■ **Challenge A**
Retype the passage on lasers word for word, starting at the words "The output of" and stopping after "can be achieved.".

■ **Excerpt**
────────────────────
A laser medium can also function as an optical amplifier when seeded with light from another source. The amplified signal can be very similar to the input signal in terms of wavelength, phase and polarisation; this is particularly important in optical communications.

The output of a laser may be a continuous, constant-amplitude output (known as c.w. or continuous wave), or pulsed, by using the techniques of Q-switching, modelocking or Gain-switching. In pulsed operation, much higher peak powers can be achieved.

The basic physics of lasers centres around the idea of producing a population inversion in a laser medium by 'pumping' the medium; i.e., by supplying energy in the form of light or electricity, for example. The medium may then amplify light by the process of stimulated emission. If the light is circulating through the medium by means of a cavity resonator, and the gain (amplification) in the medium is stronger than the resonator losses, the power of the circulating light can rise exponentially. Eventually it will get so strong that the gain is saturated (reduced). In continuous operation, the intracavity laser power finds an equilibrium value which is saturating the gain exactly to the level of the cavity losses. If the pump power is chosen too small (below the 'laser threshold'), the gain is not sufficient to overcome the resonator losses, and the laser will emit only very small light powers.

A great deal of quantum mechanics and thermodynamics theory can be applied to laser action (see laser science), though in fact many laser types were discovered by trial and error.

Population inversion is also the concept behind the maser, which is similar in principle to a laser but works with microwaves. The first maser was built by Charles H. Townes and graduate students J. P. Gordon, and H. J. Zeiger in 1953. Townes later worked with Arthur L. Schawlow to describe the theory of the laser, or optical maser as it was then known. The word laser was coined in 1957 by Gordon Gould. Gordon also coined the words iraser, intending "aser" as the suffix and the spectra of light emitted at as the prefix (examples: X-ray laser = xaser, Ultra Violet laser = uvaser) but these terms never became popular. Gordon was also credited with lucrative patent rights for a gas-discharge laser in 1987, following a protracted 30 year legal battle.

A HeNe laser demonstration at the Kastler-Brossel Laboratory at Univ. Paris 6 . The glowing ray in the middle is a electric discharge producing light in much the same way as a neon light; though it is the gain medium through which the laser passes, it is not the laser beam itself which is visible there. The laser beam crosses the air and marks a red point on the screen to the right.
────────────────────
Extracted records
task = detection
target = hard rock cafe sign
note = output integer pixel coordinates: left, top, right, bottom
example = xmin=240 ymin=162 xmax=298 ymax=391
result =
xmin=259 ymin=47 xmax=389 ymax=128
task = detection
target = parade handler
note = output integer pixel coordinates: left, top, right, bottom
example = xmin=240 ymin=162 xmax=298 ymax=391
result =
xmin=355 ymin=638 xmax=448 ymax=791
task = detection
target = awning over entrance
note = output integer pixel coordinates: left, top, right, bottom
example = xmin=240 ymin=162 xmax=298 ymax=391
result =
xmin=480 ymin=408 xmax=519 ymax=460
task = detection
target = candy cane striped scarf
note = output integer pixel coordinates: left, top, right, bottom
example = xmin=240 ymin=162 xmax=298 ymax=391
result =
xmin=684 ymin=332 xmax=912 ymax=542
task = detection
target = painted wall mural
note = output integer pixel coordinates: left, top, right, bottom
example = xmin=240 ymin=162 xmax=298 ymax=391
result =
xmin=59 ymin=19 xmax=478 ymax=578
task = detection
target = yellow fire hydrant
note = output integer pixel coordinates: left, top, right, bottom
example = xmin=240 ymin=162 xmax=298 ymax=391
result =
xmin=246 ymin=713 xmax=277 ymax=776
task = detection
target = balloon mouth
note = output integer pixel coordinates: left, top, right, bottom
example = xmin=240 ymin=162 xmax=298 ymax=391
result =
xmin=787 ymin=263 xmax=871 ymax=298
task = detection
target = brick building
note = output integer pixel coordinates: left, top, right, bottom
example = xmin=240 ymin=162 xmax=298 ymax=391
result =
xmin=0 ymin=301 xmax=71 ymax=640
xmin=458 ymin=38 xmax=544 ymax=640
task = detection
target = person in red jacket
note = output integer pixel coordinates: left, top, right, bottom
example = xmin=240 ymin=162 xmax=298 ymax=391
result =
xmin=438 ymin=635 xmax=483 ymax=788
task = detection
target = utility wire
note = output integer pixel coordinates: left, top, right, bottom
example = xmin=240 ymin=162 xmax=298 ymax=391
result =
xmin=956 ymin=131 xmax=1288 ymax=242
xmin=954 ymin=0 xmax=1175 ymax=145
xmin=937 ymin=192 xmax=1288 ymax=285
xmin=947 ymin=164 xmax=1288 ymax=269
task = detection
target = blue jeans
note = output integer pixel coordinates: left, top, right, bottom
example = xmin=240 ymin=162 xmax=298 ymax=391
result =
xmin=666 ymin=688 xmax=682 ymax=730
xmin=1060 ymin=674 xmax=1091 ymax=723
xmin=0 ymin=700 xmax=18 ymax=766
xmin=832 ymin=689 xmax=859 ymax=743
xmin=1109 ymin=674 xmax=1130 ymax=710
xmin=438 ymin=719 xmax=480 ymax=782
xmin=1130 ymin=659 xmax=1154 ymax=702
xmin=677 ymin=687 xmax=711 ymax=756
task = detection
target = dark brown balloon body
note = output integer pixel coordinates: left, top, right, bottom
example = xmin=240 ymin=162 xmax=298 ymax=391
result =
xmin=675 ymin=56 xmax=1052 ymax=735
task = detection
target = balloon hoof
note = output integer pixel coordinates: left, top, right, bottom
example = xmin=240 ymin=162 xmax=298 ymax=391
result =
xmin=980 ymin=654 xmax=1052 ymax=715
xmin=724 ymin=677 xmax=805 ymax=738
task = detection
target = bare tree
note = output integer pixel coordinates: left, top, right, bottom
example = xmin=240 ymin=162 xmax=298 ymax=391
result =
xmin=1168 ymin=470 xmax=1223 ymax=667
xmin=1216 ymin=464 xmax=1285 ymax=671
────────────────────
■ **Challenge B**
Starting at the first line of the records and stopping after the line that contains "xmin=246 ymin=713 xmax=277 ymax=776", write out those lines again with "pixel coordinates" changed to "box coordinates" and nothing else altered. Return only those lines.

■ **Solution A**
The output of a laser may be a continuous, constant-amplitude output (known as c.w. or continuous wave), or pulsed, by using the techniques of Q-switching, modelocking or Gain-switching. In pulsed operation, much higher peak powers can be achieved.

■ **Solution B**
task = detection
target = hard rock cafe sign
note = output integer box coordinates: left, top, right, bottom
example = xmin=240 ymin=162 xmax=298 ymax=391
result =
xmin=259 ymin=47 xmax=389 ymax=128
task = detection
target = parade handler
note = output integer box coordinates: left, top, right, bottom
example = xmin=240 ymin=162 xmax=298 ymax=391
result =
xmin=355 ymin=638 xmax=448 ymax=791
task = detection
target = awning over entrance
note = output integer box coordinates: left, top, right, bottom
example = xmin=240 ymin=162 xmax=298 ymax=391
result =
xmin=480 ymin=408 xmax=519 ymax=460
task = detection
target = candy cane striped scarf
note = output integer box coordinates: left, top, right, bottom
example = xmin=240 ymin=162 xmax=298 ymax=391
result =
xmin=684 ymin=332 xmax=912 ymax=542
task = detection
target = painted wall mural
note = output integer box coordinates: left, top, right, bottom
example = xmin=240 ymin=162 xmax=298 ymax=391
result =
xmin=59 ymin=19 xmax=478 ymax=578
task = detection
target = yellow fire hydrant
note = output integer box coordinates: left, top, right, bottom
example = xmin=240 ymin=162 xmax=298 ymax=391
result =
xmin=246 ymin=713 xmax=277 ymax=776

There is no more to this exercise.